» **Required work**
Please filter the rows below and copy out every line that contains the string "mustache", matching case exactly.
Begin
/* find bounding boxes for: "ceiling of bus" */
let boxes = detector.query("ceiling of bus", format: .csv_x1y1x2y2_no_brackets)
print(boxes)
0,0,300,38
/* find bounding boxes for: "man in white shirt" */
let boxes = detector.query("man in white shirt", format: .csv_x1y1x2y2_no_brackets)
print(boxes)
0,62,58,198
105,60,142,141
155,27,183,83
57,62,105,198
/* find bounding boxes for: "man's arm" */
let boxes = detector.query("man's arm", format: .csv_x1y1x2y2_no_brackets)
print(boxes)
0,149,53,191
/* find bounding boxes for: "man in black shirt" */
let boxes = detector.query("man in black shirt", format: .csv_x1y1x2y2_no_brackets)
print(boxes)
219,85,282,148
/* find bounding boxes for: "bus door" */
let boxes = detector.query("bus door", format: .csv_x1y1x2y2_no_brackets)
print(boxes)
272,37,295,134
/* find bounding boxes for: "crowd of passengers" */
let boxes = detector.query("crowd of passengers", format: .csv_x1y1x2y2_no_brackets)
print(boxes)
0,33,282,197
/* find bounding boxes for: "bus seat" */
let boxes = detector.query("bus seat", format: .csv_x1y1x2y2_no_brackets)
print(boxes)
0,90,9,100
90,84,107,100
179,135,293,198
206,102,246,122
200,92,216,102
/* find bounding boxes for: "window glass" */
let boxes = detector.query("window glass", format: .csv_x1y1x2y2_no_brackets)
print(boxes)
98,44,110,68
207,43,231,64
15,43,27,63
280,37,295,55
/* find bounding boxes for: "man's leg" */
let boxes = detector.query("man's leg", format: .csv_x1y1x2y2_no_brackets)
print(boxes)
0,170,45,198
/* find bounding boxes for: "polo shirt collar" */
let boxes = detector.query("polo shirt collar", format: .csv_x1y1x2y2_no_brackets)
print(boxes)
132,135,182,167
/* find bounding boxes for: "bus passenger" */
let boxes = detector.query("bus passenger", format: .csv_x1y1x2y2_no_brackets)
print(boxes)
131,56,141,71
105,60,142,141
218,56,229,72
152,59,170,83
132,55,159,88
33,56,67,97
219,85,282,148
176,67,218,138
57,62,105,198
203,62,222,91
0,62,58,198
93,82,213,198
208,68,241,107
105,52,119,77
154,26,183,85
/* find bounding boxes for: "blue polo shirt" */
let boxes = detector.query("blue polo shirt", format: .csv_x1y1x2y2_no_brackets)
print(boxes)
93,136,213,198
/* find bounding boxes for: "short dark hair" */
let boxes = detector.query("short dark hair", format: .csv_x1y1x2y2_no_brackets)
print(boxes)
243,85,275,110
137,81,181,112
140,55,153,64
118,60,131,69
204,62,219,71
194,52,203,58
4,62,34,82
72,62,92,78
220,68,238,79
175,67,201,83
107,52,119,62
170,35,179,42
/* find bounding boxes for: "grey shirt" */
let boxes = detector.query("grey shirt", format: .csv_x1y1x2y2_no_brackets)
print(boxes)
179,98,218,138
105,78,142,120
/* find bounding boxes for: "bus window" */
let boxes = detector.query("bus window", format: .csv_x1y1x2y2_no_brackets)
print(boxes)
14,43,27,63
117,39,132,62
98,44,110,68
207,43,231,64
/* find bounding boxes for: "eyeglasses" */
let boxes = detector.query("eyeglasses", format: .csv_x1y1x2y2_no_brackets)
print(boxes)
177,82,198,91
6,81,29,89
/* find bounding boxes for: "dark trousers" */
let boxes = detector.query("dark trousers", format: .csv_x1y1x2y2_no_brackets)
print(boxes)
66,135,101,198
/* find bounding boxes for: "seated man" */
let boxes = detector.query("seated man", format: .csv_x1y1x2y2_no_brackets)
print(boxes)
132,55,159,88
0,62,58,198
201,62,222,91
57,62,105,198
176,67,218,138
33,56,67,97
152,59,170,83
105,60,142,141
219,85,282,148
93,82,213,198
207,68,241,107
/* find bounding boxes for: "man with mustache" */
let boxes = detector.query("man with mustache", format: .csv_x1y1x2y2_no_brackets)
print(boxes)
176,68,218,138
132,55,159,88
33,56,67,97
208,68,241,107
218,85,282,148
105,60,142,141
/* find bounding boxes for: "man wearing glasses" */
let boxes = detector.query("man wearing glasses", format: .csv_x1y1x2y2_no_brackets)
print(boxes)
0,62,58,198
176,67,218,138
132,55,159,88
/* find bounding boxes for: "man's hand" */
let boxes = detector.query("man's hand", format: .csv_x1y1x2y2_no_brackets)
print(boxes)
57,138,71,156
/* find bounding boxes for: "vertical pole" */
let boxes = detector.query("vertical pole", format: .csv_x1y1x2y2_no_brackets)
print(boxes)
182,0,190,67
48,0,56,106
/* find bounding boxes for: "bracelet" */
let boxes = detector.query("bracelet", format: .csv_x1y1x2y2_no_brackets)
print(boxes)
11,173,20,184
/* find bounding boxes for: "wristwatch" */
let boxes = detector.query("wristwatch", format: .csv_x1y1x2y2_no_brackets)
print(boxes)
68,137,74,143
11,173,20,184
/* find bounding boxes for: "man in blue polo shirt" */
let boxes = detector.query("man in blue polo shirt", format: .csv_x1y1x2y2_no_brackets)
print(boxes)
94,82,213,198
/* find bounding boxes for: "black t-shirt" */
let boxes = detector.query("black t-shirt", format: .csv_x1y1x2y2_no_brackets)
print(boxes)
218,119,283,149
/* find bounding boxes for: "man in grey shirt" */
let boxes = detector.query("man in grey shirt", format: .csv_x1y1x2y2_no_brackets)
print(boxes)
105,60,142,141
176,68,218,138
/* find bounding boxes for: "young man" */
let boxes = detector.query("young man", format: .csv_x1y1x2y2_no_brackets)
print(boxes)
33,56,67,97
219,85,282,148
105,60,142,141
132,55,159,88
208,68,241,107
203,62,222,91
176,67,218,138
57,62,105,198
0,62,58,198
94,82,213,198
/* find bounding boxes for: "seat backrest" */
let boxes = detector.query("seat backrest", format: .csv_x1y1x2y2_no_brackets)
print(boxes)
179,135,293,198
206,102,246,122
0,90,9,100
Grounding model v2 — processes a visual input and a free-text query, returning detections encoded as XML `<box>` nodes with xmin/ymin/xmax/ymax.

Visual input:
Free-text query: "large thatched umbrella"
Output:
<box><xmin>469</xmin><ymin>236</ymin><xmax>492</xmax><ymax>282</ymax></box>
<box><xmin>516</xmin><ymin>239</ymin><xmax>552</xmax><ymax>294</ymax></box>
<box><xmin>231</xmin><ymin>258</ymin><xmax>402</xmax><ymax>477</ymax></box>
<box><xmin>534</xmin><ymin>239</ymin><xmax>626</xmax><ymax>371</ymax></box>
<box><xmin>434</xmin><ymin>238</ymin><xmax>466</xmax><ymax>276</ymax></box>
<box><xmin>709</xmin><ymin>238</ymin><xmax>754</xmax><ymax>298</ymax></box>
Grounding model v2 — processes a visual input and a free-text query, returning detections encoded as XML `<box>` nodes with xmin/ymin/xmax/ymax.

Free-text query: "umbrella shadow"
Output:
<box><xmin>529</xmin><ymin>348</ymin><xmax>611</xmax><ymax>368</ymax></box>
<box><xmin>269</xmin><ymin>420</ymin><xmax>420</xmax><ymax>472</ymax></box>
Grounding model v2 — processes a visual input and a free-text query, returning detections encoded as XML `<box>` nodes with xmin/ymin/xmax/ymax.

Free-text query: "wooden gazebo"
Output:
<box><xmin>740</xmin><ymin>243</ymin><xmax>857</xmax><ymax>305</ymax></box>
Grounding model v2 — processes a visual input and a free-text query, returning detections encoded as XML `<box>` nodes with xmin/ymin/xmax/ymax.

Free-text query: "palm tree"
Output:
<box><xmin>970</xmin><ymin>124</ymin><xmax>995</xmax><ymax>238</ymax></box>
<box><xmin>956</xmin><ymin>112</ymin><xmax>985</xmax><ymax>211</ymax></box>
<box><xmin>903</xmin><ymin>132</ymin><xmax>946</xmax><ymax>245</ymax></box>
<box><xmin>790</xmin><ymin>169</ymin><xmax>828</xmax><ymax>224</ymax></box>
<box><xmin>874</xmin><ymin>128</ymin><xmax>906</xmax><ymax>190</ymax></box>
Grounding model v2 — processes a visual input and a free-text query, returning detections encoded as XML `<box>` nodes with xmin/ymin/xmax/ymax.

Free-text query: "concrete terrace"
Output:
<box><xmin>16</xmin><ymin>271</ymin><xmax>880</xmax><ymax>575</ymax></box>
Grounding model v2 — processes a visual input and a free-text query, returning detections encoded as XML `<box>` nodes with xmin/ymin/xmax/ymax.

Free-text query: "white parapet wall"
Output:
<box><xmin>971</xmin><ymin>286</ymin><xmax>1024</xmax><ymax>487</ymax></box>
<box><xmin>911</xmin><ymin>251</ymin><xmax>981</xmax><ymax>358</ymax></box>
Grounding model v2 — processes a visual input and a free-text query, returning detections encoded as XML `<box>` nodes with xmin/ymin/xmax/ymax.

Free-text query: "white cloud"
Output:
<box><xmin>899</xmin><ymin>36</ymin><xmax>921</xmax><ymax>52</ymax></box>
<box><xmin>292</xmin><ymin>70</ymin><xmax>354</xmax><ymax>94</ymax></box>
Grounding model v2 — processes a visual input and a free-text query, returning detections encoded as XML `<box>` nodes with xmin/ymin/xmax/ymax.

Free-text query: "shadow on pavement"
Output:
End
» **Correct answer**
/* find bounding boxes for: "man with mustache" */
let boxes = detector.query("man with mustache", format: .csv_x1y1x2y2_no_brackets)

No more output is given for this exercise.